__TEXTO FORNECIDO__.
──────────

Lei 12.382/11: efeitos penais do adimplemento tributário e a crise de legitimidade do Direito Penal

A crise de legitimidade do Direito Penal não é um fenômeno novo e vem sendo denunciada por diversos autores que, pela mera observação da realidade de seus ordenamentos jurídicos, podem perceber que aquele Direito Penal que focava seus objetivos na proteção de bens jurídicos fundamentais e na garantia das liberdades do cidadão fora cambiado por um Direito Penal a serviço exclusivo do Estado.

A crise de legitimidade do Direito Penal não é um fenômeno novo e vem sendo denunciada por diversos autores nacionais1 e estrangeiros2 que, pela mera observação da realidade de seus ordenamentos jurídicos, podem perceber que aquele Direito Penal que focava seus objetivos na proteção de bens jurídicos fundamentais e na garantia das liberdades individuais do cidadão fora cambiado por um Direito Penal a serviço exclusivo dos interesses do Estado.

Como em diversos países do mundo, no Brasil, princípios de Direito Penal vêm sendo diluídos para se adaptar a novas realidades: legalidade, taxatividade, subsidiariedade, fragmentariedade, presunção da inocência, lesividade, proteção exclusiva de bens jurídicos relevantes, são exemplos de princípios que vêm sendo deformados para que se permita sua aplicação aos novos tipos penais cada vez mais abertos, imprecisos, inúteis, ineficazes e, acima de tudo, com objetos ilegítimos de proteção penal.

──────────

__MATERIAL FORNECIDO__.
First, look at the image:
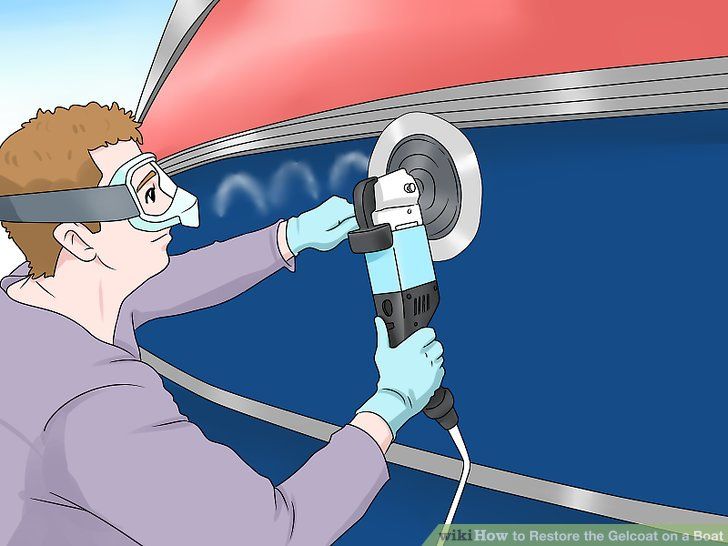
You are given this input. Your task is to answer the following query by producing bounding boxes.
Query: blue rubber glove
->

──────────

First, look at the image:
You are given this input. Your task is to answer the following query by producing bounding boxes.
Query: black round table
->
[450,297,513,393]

──────────

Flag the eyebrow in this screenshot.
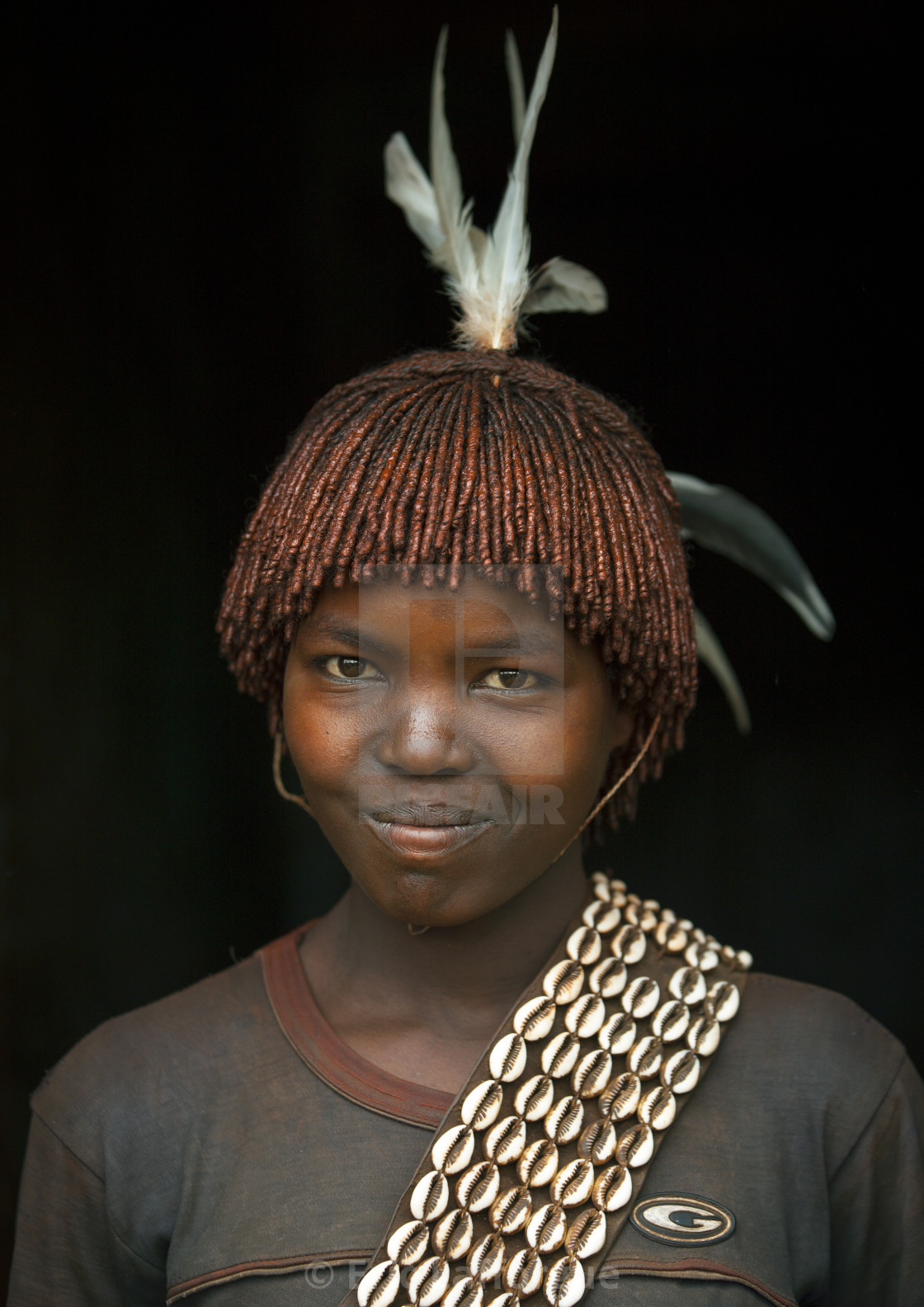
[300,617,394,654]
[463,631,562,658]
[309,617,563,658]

──────────

__TAREFAS A REALIZAR__.
**a)** Com base no texto sobre a crise de legitimidade do Direito Penal, responda:
(i) Em que focava seus objetivos o Direito Penal que foi substituído?
(ii) Que país o texto cita como exemplo de onde princípios de Direito Penal vêm sendo diluídos?
(iii) Como o texto qualifica os novos tipos penais?
**b)** Diga se cada afirmação concorda com o texto sobre a crise de legitimidade do Direito Penal:
(i) A crise de legitimidade do Direito Penal é um fenômeno recente.
(ii) A presunção da inocência está entre os princípios citados como deformados.
(iii) O Direito Penal passou a servir aos interesses do cidadão.

__RESPOSTAS POR TAREFA__.
**a)**
(i) Na proteção de bens jurídicos fundamentais e na garantia das liberdades individuais do cidadão.
(ii) O Brasil.
(iii) Cada vez mais abertos, imprecisos, inúteis, ineficazes e, acima de tudo, com objetos ilegítimos de proteção penal.

**b)**
(i) Não: "A crise de legitimidade do Direito Penal não é um fenômeno novo".
(ii) Sim: "legalidade, taxatividade, subsidiariedade, fragmentariedade, presunção da inocência, lesividade, proteção exclusiva de bens jurídicos relevantes, são exemplos de princípios que vêm sendo deformados".
(iii) Não: "fora cambiado por um Direito Penal a serviço exclusivo dos interesses do Estado".